*Assignment*: Show every line of the data below that contains the word "concludes". Matching is case-sensitive.
-=-=-
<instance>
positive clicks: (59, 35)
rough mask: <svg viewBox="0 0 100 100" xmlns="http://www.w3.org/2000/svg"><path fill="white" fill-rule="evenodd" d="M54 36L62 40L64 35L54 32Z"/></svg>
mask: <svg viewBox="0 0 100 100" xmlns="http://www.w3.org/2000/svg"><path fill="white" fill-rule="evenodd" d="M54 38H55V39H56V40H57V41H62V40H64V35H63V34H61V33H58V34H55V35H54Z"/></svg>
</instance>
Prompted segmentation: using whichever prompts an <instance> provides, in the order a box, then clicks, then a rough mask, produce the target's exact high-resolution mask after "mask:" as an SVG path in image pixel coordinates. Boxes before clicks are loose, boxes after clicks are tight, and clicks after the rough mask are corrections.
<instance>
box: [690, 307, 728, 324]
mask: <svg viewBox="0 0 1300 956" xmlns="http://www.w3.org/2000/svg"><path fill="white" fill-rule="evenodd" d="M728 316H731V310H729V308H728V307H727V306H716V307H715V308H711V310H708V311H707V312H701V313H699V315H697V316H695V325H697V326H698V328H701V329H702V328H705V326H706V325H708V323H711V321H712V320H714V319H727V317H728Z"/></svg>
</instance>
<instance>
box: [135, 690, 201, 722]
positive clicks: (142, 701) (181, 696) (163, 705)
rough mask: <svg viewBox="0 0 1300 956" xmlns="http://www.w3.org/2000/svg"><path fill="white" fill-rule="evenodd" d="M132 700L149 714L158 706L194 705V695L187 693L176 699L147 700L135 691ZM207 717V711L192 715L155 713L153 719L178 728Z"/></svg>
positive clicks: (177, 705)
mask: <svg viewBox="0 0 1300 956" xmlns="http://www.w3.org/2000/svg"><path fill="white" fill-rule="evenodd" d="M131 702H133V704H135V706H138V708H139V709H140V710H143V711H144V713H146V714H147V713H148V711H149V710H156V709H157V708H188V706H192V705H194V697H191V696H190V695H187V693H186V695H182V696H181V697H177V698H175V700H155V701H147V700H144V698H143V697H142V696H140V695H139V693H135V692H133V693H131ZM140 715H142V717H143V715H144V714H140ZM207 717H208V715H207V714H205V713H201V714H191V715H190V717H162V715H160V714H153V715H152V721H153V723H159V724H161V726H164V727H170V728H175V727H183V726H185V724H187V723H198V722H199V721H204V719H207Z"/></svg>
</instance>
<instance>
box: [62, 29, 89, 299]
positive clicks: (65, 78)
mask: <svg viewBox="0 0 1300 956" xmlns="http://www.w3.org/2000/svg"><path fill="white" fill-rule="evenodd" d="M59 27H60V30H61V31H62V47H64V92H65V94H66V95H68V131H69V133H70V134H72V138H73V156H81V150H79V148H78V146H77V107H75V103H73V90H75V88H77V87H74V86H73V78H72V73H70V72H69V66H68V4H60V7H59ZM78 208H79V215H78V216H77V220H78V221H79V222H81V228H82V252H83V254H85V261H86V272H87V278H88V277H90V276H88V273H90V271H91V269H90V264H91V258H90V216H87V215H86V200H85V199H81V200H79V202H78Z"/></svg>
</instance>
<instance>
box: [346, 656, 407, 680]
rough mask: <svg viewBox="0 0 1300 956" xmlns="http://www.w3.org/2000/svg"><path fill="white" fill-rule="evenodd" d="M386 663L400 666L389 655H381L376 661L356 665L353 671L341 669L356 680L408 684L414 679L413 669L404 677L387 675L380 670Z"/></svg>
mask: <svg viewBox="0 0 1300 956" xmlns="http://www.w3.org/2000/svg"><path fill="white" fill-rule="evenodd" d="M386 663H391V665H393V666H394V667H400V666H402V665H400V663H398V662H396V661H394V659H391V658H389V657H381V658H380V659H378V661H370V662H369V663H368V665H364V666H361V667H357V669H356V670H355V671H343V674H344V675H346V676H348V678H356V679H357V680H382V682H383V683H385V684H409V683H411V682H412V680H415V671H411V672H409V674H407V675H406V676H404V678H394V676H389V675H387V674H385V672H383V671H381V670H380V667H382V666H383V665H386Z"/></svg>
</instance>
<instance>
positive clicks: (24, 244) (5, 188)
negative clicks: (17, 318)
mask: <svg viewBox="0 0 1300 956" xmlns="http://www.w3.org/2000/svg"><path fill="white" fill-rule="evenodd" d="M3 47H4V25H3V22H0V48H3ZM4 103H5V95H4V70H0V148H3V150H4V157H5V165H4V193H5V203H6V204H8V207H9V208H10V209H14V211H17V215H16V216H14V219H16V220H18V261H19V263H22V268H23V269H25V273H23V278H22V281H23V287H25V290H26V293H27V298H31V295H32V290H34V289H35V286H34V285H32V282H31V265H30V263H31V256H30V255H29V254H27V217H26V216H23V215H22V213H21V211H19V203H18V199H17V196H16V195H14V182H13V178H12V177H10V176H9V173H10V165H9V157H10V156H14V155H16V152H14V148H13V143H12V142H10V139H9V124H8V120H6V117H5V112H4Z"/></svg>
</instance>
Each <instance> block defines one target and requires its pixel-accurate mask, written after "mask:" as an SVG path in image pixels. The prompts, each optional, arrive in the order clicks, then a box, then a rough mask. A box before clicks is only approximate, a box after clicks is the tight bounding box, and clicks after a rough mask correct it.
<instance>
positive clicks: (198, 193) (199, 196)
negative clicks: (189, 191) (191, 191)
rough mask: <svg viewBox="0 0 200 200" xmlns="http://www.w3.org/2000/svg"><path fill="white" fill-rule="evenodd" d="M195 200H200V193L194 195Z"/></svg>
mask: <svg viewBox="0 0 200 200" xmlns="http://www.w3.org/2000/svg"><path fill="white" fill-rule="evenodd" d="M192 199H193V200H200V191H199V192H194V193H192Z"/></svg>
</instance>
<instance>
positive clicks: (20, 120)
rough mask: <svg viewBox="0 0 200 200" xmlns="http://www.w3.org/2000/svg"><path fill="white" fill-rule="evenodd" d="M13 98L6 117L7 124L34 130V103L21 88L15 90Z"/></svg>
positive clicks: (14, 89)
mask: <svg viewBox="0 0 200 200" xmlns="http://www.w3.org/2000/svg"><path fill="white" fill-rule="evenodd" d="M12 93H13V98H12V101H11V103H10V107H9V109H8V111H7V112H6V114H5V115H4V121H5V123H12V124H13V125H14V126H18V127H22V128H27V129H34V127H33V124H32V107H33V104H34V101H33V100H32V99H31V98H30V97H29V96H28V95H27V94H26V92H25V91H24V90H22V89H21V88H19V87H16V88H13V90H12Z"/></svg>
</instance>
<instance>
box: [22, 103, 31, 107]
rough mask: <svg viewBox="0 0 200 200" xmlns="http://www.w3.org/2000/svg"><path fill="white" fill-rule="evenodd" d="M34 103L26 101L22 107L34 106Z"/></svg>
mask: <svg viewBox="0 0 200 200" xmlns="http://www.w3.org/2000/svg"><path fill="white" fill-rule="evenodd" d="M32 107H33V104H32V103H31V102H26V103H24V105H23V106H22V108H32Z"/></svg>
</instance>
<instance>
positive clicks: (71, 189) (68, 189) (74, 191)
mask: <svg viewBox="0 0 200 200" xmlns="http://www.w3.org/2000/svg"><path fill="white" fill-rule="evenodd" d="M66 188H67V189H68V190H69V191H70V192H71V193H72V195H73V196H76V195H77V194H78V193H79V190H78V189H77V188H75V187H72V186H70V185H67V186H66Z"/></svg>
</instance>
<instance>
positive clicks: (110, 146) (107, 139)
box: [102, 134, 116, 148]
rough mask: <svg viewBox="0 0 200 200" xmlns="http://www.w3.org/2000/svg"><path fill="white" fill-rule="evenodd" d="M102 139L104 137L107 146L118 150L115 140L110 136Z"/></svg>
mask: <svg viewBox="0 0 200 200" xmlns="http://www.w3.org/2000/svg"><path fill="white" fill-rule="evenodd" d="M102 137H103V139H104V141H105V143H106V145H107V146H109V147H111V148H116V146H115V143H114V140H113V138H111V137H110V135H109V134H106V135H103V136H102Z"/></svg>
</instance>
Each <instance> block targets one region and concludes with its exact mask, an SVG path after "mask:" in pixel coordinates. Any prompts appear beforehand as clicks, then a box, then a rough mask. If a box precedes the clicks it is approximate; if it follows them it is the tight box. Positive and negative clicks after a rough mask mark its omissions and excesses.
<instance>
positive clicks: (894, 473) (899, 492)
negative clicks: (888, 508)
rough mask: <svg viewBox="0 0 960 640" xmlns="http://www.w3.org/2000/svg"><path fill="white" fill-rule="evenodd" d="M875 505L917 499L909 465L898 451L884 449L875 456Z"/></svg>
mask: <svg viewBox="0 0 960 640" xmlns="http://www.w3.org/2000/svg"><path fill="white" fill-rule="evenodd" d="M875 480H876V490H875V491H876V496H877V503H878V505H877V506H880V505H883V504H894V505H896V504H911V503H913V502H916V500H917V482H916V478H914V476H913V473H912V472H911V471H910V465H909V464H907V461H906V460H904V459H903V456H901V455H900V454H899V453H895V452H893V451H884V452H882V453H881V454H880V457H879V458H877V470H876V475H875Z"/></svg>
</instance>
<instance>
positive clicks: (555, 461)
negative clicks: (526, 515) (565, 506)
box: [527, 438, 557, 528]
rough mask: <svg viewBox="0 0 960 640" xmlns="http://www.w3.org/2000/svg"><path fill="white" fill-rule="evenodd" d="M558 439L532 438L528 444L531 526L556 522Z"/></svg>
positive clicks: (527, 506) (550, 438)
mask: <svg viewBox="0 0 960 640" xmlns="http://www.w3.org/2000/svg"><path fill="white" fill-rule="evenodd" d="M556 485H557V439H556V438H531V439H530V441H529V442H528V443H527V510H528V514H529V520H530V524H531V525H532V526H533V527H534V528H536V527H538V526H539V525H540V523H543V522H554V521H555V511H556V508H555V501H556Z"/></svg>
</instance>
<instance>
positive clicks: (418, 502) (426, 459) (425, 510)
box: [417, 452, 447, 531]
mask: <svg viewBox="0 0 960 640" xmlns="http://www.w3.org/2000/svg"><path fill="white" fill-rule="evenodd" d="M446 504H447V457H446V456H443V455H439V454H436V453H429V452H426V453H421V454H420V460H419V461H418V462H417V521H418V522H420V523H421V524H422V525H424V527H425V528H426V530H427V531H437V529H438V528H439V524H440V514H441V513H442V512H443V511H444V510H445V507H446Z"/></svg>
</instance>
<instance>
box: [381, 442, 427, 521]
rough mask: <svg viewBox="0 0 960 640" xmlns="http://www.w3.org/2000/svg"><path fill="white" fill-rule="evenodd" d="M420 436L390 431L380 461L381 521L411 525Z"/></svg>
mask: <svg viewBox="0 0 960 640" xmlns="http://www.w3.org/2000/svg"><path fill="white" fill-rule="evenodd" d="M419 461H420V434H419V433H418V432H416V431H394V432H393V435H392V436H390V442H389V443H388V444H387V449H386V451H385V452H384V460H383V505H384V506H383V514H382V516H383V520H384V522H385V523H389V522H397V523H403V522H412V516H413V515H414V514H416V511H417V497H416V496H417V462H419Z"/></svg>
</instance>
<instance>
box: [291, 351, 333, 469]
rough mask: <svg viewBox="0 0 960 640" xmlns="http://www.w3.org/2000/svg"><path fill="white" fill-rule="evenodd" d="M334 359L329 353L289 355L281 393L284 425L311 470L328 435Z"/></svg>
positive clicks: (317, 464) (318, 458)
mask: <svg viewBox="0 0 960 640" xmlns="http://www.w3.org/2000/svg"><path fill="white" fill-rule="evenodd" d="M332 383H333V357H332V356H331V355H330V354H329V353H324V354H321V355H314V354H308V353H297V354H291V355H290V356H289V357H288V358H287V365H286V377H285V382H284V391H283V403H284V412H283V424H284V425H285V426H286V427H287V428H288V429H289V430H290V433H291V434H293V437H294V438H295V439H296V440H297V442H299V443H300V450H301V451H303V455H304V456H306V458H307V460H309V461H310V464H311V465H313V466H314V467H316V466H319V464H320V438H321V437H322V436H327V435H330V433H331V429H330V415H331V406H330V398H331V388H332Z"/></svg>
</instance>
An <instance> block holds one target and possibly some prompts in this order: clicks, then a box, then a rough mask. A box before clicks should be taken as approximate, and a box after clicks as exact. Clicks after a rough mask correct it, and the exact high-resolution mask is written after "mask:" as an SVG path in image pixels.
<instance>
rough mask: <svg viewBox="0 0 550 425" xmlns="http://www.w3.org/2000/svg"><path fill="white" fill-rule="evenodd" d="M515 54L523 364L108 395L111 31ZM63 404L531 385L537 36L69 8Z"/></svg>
-=-=-
*Solved problem*:
Each <instance> block targets one region and concludes with its exact mask, an SVG path after "mask:" in pixel coordinates. Any prompts appear beforehand as clicks, then a box, then a rough mask. If a box precedes the clicks it is approximate; if it follows them it is the tight box. Positive and negative clicks after a rough mask mark its omissions and excesses.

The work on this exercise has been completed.